#### Source document

Designing for failure

By Jonathan Corbet
January 18, 2017

linux.conf.au 2017

Nobody starts a free-software project hoping that it will fail, so it is a rare project indeed that plans for its eventual demise. But not all projects succeed, and a project that doesn't plan for failure risks is doing its users harm. Dan Callahan joined Mozilla to work on the Persona authentication project, and he was there for its recent shutdown. At the 2017 linux.conf.au, he used his keynote slot to talk about the lessons that have been learned about designing a project for failure.

Mozilla is a non-profit organization dedicated to the open Internet. It "does lots of stuff", including the Firefox browser. Firefox helps to protect the net as an open resource in a number of ways, including giving Mozilla a place at the table in settings where the design of the web is under discussion. The web, he said, is too great to leave in the hands of corporations.

Callahan joined Mozilla to work on the Persona project, which sought to simplify and decentralize the process by which people log into web sites. Using Persona, users would go to a site and enter their email address there; they would then be sent to an authentication page under the email-address domain. If they authenticated successfully, they would get a certificate attesting to their identity, which could be used to log into multiple sites. The design was meant to be fully decentralized, with no big sites, not even Persona, in charge of authentication.

Authentication matters, he said, and improving it was a worthy goal. It is worth thinking back to where we were five years ago; the news was full of web-site break-ins and loss of passwords. There was little that users could do to ensure their safety beyond following good password hygiene, and few of them do that. Securing password-based authentication is not a solvable problem.

In response to this problem, sites were replacing passwords with "social login" options whereby users would log in via another provider. This mechanism deprives users of the ability to choose their identity; it "diminished the soul of the net." Social login imposes a third party between a site and its users, and subjects those users to that party's terms of service. For example, Facebook's "real name" policy has tripped up many users. In such a world, there can be no anonymous whistleblowers, no pseudonyms. It represents the loss of a fundamental human right. We cannot, he said, build a free platform without giving people the ability to choose how they identify themselves. Persona allows users to use any identification they want, but it failed. It showed that decentralized authentication is possible, but it failed to change the web.

Callahan is a cave diver, meaning he finds underwater holes and swims as far into them as he can. It is a dangerous endeavor, requiring a lot of equipment and training. Cave divers have developed a number of techniques for dealing with failures, and every dive explicitly tests failure recovery in some way. Years ago, Sheck Exley looked at all known deaths from cave diving in an effort to find the general causes of failure; he came out with five rules:

Do not exceed your training.
Maintain a guide line to open water at all times.
Reserve 2/3 of your gas for the exit.
Do not go beyond the maximum depth of your gas mixture.
Carry three lights.

At the time this was written, following those rules would have prevented all known cave-diving deaths. The free-software community, he said, can learn from what cave divers do, and should come up with its own rules.

Three weeks ago, the Persona servers went read-only, with no further changes allowed; eventually they will fall off the net entirely. We need ways to examine failures like this. If you have a failing project, he said, you should share what is going on so that the community can avoid repeating mistakes.

Lessons learned

The first lesson to be learned in this case is that a free license is not enough to ensure a project's success.

########
#### Records provided

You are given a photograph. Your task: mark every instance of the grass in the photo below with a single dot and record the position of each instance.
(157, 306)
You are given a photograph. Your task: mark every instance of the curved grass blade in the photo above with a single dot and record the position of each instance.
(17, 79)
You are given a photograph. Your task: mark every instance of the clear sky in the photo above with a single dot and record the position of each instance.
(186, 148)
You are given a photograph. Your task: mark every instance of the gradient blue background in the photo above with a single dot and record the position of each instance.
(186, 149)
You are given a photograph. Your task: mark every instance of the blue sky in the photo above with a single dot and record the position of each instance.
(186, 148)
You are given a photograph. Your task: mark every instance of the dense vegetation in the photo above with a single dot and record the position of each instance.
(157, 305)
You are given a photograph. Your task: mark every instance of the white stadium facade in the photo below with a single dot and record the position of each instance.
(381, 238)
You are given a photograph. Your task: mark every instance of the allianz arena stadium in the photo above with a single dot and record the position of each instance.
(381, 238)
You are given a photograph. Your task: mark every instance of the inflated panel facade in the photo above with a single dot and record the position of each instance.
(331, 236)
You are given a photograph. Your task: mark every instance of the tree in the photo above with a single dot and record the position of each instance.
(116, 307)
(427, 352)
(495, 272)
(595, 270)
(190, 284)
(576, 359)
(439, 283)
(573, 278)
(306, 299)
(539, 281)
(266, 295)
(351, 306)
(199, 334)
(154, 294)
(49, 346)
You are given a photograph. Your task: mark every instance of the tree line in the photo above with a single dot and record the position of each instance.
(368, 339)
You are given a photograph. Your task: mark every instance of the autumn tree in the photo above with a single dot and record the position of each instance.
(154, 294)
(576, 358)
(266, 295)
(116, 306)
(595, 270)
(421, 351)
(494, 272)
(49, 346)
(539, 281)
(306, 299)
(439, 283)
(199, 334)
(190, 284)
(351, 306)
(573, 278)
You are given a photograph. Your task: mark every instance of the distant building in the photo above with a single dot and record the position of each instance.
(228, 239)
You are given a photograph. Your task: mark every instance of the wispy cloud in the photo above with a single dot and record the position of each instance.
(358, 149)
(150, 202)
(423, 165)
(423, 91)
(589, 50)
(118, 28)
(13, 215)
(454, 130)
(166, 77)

########
#### Records provided

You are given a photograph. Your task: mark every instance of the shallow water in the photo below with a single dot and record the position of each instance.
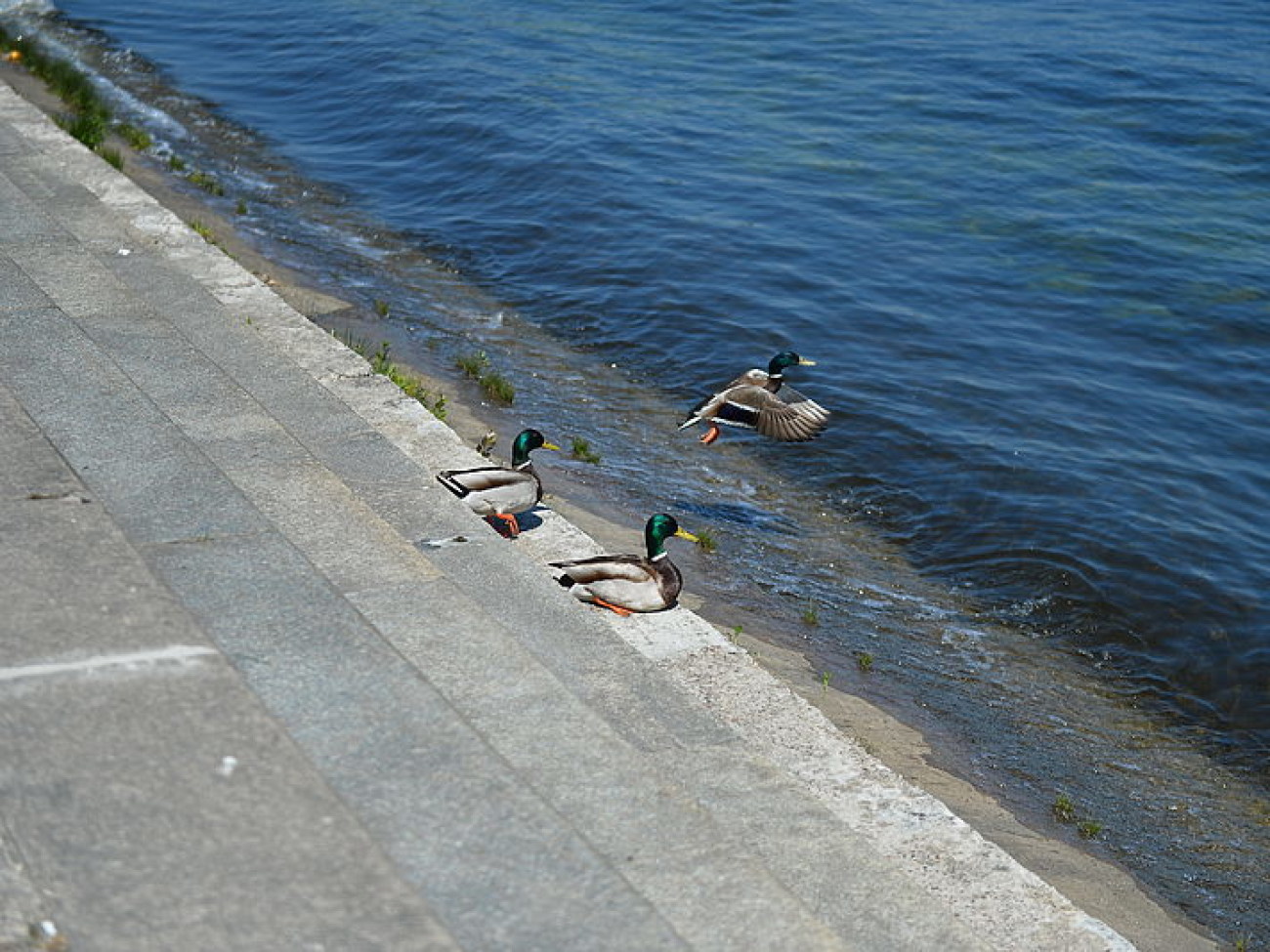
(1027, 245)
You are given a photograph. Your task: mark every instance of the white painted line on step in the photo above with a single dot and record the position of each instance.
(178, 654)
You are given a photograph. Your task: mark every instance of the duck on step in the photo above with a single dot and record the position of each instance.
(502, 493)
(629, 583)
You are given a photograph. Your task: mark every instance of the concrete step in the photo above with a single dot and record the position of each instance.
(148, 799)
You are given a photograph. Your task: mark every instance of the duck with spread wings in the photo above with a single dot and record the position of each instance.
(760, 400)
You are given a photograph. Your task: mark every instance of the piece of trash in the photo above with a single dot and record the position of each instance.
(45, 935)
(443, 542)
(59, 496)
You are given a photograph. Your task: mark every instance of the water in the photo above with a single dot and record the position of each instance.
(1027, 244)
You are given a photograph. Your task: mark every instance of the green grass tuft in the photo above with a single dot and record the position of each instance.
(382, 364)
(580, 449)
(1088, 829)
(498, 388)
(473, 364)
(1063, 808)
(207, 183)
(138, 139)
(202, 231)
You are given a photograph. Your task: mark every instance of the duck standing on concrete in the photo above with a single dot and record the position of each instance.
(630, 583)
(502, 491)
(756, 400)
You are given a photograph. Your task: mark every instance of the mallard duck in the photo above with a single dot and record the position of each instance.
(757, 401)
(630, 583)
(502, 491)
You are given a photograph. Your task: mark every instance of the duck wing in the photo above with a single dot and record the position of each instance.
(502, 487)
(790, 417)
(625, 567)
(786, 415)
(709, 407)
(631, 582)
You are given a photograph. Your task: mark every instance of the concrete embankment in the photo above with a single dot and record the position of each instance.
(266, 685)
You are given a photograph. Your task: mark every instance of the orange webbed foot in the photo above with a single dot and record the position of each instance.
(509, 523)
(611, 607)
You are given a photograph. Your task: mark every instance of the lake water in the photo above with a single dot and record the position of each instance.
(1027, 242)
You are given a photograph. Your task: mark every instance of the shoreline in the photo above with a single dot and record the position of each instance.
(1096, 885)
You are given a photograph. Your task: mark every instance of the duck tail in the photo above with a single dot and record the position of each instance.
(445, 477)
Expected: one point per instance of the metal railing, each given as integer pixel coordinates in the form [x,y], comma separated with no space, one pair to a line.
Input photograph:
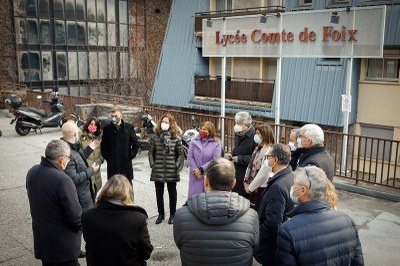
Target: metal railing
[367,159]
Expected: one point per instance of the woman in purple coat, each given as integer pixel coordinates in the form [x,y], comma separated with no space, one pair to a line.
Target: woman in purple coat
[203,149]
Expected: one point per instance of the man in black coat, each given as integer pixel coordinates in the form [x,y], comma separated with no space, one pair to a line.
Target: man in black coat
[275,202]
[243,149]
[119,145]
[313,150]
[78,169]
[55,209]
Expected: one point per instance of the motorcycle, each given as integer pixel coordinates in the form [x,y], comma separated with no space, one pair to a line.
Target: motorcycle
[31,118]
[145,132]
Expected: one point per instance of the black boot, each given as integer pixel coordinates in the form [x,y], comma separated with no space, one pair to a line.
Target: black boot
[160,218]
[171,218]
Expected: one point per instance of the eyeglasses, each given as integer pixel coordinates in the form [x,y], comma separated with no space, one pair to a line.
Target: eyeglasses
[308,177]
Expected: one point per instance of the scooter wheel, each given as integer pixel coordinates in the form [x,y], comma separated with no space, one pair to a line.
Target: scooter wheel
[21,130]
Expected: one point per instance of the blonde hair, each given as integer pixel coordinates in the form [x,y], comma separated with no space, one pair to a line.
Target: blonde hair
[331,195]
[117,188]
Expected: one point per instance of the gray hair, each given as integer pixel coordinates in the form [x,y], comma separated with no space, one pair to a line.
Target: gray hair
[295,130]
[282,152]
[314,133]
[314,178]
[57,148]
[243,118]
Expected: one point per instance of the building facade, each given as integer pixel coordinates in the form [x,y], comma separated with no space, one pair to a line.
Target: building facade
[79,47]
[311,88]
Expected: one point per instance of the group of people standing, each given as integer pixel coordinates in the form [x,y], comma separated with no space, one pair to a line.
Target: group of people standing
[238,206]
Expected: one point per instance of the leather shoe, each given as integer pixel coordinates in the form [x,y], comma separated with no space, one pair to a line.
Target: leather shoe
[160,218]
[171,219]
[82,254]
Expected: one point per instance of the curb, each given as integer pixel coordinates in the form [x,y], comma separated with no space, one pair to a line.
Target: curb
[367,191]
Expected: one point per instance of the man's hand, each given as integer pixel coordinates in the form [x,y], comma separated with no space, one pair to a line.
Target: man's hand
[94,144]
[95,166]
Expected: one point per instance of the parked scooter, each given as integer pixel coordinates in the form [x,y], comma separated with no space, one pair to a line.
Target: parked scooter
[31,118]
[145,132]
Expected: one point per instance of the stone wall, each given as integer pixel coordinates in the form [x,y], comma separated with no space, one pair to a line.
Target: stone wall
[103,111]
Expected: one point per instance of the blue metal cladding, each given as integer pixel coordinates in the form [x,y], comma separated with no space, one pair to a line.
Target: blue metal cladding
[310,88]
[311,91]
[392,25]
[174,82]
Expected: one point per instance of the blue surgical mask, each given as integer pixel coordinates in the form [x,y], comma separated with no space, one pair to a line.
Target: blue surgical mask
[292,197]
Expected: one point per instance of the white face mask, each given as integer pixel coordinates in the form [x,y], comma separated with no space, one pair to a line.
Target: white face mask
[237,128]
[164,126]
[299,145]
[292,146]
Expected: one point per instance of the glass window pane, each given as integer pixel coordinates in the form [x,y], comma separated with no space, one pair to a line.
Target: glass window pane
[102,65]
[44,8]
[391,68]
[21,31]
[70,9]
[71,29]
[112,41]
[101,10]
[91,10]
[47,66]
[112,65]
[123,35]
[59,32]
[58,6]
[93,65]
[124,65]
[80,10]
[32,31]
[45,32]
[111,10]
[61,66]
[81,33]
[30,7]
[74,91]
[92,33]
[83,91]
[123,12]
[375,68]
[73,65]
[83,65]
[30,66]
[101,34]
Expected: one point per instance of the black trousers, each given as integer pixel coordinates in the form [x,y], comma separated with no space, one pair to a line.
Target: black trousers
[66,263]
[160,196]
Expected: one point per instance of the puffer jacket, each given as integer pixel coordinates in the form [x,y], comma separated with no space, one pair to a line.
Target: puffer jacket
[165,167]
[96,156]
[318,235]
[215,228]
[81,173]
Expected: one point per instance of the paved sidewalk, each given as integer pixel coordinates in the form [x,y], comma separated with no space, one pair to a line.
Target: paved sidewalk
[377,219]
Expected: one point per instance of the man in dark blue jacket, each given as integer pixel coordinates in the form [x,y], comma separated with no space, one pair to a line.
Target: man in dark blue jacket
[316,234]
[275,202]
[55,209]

########

:: Tasks to complete ::
**1)** In the article on designing projects for failure, how many lights does Exley's list of cave-diving rules say to carry?
**2)** Pick up the article on designing projects for failure right after its final sentence and keep writing it.

:: Answers in order ::
**1)** Three.

**2)**
There was a design failure in that the protocol still had a point of centralization. The email provider site doing authentication could not talk directly with the web site; instead it had to go through a relay. The goal was to eventually build the relay into the browser itself, but the Persona project did not plan for a loss of development resources before native browser support was implemented. That meant that anybody wanting to fork the project would have to fork the relay as well — a relay whose location was wired into the sites using Persona. This is a problem that could have been solved, but they were blinded by the context in which they were working and didn't see it.

Bits rot more quickly online, he said. If the LibreOffice project were to go away, we would still have working applications on our systems and could still access our documents. But what happens if WordPress suffers some unfortunate fate? All of those WordPress-based sites would not last long. We need to do better at writing software that can run in a stable mode without requiring people with high skills. He doesn't know how to do that; that's why he was giving a keynote, he said: he gets to present problems for others to solve.

"Complexity limits agency" was another one of the lessons. A project with a lot of moving parts requires a lot of skills just to set it up. People with such skills tend to be in high demand and not generally available; that is not a situation that empowers people. A free license, he said, does not further freedom for people who cannot run the software.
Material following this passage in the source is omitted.